----- Texto

A Ucrânia e seus algozes (Por Roberto Amaral)

A geopolítica não é monocromática, e a peça que se escreve no teatro da guerra em curso (um território que compreende a Ucrânia, mas que se expande por metade do mundo) tem mais bandido do que mocinho, e uma só vítima: as populações civis, mortas ou desterradas. Por um imperativo moral, os socialistas não tergiversam na denúncia da invasão da Ucrânia, ao tempo em que se recusam a sancionar a política de guerra do Pentágono, nossa adversária tática e estratégica desde o fim da segunda guerra mundial.

 A defesa da paz, tema caro ao humanismo socialista, implica a ativa condenação da guerra, necessidade do desenvolvimento capitalista, com a qual a Europa flagelou o mundo no s​éculo passado. O pacifismo socialista, porém, considera as condições históricas, como demonstram o esforço dos trabalhadores russos no afã de consolidar a revolução de 1917 e derrotar 14 exércitos invasores, e o empenho da jovem URSS na guerra contra a ameaça nazifascista, e seu posterior engajamento nas lutas de libertação nacional e descolonização em todos os continentes, no curso do último século. Os socialistas, ao lado dos trabalhadores brasileiros defenderam o envio de tropas para os campos de batalha da Itália: a História dizia que a prioridade era derrotar o nazifascismo.

----------

## O que fazer
Atualize a parte do texto que começa em "A defesa da" e termina depois de "derrotar o nazifascismo.", reescrevendo-a com "União Soviética" no lugar de "URSS".

----- Registros fornecidos

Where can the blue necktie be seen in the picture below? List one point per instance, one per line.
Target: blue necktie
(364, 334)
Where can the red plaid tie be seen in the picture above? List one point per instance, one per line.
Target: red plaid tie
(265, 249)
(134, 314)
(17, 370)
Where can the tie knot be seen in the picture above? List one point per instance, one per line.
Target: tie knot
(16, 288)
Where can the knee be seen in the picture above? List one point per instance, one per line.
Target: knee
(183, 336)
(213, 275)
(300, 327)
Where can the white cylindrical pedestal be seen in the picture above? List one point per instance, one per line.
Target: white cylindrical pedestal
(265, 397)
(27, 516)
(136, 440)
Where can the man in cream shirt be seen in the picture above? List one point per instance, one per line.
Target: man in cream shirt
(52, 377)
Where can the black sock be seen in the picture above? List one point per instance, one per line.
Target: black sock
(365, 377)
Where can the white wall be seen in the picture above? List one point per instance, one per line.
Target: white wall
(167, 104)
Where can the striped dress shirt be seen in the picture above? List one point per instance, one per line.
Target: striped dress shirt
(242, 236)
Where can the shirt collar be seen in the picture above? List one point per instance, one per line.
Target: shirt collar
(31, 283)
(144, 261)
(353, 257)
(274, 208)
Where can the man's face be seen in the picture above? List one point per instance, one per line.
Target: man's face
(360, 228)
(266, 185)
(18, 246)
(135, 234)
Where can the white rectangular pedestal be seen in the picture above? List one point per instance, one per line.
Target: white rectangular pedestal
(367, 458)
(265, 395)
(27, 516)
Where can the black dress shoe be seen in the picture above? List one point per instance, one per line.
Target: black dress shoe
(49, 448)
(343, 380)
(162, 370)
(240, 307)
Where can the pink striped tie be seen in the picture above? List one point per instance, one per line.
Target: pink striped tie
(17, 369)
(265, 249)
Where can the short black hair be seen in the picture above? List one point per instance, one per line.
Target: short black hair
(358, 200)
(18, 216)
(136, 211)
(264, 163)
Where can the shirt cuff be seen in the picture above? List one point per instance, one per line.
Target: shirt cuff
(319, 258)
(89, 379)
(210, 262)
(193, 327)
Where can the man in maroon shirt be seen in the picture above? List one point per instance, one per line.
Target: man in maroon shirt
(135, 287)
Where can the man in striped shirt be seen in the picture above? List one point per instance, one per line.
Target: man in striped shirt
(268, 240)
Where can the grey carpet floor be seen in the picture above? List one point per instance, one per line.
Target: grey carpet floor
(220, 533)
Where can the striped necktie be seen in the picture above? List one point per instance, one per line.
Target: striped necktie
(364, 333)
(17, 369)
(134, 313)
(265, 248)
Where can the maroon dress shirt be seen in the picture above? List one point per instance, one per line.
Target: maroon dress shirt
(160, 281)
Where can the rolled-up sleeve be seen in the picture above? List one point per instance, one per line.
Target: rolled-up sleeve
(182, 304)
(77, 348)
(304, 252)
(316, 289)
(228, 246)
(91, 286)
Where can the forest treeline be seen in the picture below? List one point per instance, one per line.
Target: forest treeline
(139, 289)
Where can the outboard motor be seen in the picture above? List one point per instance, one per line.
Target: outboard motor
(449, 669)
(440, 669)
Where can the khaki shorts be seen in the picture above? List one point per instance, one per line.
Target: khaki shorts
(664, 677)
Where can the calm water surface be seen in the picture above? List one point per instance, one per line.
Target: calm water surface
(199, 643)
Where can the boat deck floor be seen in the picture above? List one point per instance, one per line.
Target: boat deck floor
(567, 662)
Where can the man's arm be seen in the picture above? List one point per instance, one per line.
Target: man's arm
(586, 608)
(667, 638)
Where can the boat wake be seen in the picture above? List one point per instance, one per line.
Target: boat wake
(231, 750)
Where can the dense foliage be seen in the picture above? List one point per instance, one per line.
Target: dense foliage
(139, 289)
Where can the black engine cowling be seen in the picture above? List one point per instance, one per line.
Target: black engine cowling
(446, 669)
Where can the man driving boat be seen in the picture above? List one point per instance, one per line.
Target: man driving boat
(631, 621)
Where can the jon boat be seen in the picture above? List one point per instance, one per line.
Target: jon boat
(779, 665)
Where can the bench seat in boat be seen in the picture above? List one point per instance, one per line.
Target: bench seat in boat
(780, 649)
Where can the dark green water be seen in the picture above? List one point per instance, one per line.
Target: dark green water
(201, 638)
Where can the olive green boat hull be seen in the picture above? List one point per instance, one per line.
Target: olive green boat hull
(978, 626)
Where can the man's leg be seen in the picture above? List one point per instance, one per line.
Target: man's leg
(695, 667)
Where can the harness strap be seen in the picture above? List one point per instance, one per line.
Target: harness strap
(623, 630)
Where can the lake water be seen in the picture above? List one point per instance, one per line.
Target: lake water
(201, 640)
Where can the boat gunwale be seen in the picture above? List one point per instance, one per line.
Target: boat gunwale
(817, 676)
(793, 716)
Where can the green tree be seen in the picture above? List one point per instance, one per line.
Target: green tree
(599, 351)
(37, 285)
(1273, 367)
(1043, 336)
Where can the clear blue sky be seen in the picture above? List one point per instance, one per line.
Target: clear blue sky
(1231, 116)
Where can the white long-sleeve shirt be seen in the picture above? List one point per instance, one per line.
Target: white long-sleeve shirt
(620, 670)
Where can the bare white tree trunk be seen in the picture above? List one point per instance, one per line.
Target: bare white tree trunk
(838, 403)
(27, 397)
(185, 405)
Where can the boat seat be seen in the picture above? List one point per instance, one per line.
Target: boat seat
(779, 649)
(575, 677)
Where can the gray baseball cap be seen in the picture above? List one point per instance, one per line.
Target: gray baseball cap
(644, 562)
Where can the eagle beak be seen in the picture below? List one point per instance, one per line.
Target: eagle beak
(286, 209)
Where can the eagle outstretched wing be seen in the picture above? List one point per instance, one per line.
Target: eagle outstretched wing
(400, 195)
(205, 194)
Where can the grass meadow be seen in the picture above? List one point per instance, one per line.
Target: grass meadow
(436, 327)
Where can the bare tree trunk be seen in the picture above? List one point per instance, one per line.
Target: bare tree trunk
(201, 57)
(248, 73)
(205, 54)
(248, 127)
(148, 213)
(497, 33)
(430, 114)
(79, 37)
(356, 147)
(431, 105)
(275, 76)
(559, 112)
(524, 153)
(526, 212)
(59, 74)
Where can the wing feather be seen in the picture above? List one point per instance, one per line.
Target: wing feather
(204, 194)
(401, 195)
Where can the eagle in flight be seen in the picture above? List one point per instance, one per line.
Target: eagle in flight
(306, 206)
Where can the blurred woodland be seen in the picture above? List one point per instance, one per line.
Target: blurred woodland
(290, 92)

----------

## Resultado da tarefa
A defesa da paz, tema caro ao humanismo socialista, implica a ativa condenação da guerra, necessidade do desenvolvimento capitalista, com a qual a Europa flagelou o mundo no s​éculo passado. O pacifismo socialista, porém, considera as condições históricas, como demonstram o esforço dos trabalhadores russos no afã de consolidar a revolução de 1917 e derrotar 14 exércitos invasores, e o empenho da jovem União Soviética na guerra contra a ameaça nazifascista, e seu posterior engajamento nas lutas de libertação nacional e descolonização em todos os continentes, no curso do último século. Os socialistas, ao lado dos trabalhadores brasileiros defenderam o envio de tropas para os campos de batalha da Itália: a História dizia que a prioridade era derrotar o nazifascismo.